→ **Exercise requirements**: According to the BG-PART research project text, which two vessels are used for the field samplings?

→ **Provided passage**:
Research project B2/202/P1/BG-PART (Research action B2)
Suspended Particulate Matter (SPM) is a key parameter in biological processes, ecosystem functioning and biogeochemical fluxes in coastal ecosystems. While SPM dynamics is primarily controlled by hydrodynamic forcing and the physical and chemical properties of the particles, it is becoming increasingly clear that biological activity also affects the size and settling of particle aggregates. Mineral particles are continuously resuspended from the bottom sediment to the water column through tidal forcing, which increases turbidity and reduces the light availability for phytoplankton photosynthesis. In turn, phytoplankton exudes or releases precursors to marine gels, that is, Transparent Exopolymer Particles (TEP) having sticky properties, and Coomassie Stainable Particles (CSP) being less sticky than TEP. Marine gels enhance the aggregation of suspended particles into biomineral flocs that have higher settling velocities, thus causing a larger fraction of the SPM to deposit in the bottom layer. This enhances light penetration and fosters phytoplankton photosynthesis. Bacterial mineralisation and zooplankton grazing break down the flocs, increasing the resuspension of sediments in autumn and winter. Little is known about the relative importance of physical and biological processes for SPM dynamics in highly productive yet turbid shallow coastal areas. With BG-PART, we aim to assess the importance of interactions and feedback mechanisms between biological activity and sediment mineralogy for SPM dynamics and ecosystem functioning on the Belgian Continental Shelf.
We test several hypotheses:
- Biophysical flocculation is differently affected by the freshly-produced and the refractory organic matter as they show different sticky properties.
- The cohesive and non-cohesive mineral fractions of the SPM differently affect flocculation processes.
- Low light adapted species kickstart the early spring bloom under turbid winter conditions. Marine gel production then leads to the formation of faster sinking flocs, fostering the species with higher light requirements.
- Bacterial mineralisation and zooplankton grazing accelerate floc degradation and alter their dynamics.
Phytoplankton production, marine gel production and flocculation are different along the coastal-offshore transect.
Our approach combines field measurements, experimental lab work and numerical modeling:
- Field samplings on board the RV Belgica and Simon Stevin allow observing the dynamics of particles in the natural system, including the concentration and size distribution of SPM, of organic matter and of marine gels, phytoplankton species, abundance and photosynthesis, bottom sediments, etc. The seasonality of processes is covered by monthly to bimonthly sampling. Each sampling occurs every hour during 12 hours to capture the tidal influence and derive consistent statistics. Sampling is performed at bottom and surface along the coastal-offshore transect (MOW1, W05, W08). A benthic lander at MOW1 and a buoy at W05 also continuously monitor parameters variability.

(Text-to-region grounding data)
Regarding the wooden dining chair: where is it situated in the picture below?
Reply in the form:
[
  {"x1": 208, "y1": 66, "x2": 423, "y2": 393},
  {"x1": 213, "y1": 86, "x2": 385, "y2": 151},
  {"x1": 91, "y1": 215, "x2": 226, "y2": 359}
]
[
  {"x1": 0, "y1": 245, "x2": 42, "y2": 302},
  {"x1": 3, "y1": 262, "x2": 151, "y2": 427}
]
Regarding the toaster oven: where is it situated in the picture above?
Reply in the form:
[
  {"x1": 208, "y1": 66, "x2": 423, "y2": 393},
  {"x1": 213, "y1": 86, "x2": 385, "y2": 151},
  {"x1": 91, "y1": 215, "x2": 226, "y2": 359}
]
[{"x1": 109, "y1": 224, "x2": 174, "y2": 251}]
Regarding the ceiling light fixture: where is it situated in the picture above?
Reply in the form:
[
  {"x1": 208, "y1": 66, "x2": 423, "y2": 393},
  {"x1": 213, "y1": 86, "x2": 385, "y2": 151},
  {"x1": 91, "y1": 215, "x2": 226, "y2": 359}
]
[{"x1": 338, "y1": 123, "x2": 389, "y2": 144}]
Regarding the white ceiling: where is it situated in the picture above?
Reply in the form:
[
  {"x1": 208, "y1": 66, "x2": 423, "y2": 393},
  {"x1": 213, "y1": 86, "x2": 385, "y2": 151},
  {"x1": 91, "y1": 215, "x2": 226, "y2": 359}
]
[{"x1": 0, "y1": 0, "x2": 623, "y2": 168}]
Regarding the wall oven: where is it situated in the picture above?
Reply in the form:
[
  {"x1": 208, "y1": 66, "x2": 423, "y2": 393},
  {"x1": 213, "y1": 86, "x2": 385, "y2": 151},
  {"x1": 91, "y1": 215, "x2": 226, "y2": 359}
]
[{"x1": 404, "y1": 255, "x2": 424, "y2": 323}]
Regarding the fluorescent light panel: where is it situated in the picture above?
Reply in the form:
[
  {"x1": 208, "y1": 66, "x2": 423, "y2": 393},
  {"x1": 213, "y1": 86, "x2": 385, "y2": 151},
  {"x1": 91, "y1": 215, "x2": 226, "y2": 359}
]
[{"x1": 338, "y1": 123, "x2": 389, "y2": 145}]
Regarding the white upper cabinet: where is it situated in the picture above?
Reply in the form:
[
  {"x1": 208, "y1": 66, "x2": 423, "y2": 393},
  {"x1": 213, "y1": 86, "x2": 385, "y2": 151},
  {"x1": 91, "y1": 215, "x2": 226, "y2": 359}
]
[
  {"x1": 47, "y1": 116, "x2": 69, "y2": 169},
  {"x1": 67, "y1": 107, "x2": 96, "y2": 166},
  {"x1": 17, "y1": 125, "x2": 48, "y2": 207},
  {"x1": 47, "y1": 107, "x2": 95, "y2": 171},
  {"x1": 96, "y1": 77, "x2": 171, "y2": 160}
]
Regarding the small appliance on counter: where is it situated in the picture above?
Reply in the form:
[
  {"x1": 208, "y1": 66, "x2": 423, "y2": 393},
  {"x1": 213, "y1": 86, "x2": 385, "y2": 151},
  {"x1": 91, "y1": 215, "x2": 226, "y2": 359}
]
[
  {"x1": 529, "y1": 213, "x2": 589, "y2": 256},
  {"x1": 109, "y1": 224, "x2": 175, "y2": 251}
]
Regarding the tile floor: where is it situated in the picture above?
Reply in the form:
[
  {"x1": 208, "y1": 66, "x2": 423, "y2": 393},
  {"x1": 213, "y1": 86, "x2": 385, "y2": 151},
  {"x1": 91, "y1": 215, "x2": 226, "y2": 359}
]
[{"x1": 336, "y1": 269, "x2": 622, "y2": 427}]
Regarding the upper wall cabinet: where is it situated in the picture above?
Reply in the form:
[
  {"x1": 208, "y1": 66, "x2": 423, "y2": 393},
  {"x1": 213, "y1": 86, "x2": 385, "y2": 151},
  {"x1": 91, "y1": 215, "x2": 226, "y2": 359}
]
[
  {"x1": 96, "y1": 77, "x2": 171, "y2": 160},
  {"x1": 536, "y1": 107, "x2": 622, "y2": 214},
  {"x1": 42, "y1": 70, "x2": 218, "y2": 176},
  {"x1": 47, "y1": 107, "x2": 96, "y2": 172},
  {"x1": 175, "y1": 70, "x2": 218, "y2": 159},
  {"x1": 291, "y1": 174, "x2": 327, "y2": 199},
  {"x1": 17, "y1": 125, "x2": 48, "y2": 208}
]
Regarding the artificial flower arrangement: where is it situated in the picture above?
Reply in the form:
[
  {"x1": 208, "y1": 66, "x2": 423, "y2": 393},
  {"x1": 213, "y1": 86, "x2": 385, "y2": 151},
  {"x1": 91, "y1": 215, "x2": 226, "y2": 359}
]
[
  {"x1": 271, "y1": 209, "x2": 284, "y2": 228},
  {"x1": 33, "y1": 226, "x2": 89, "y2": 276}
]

→ **Solved exercise**: The RV Belgica and the Simon Stevin.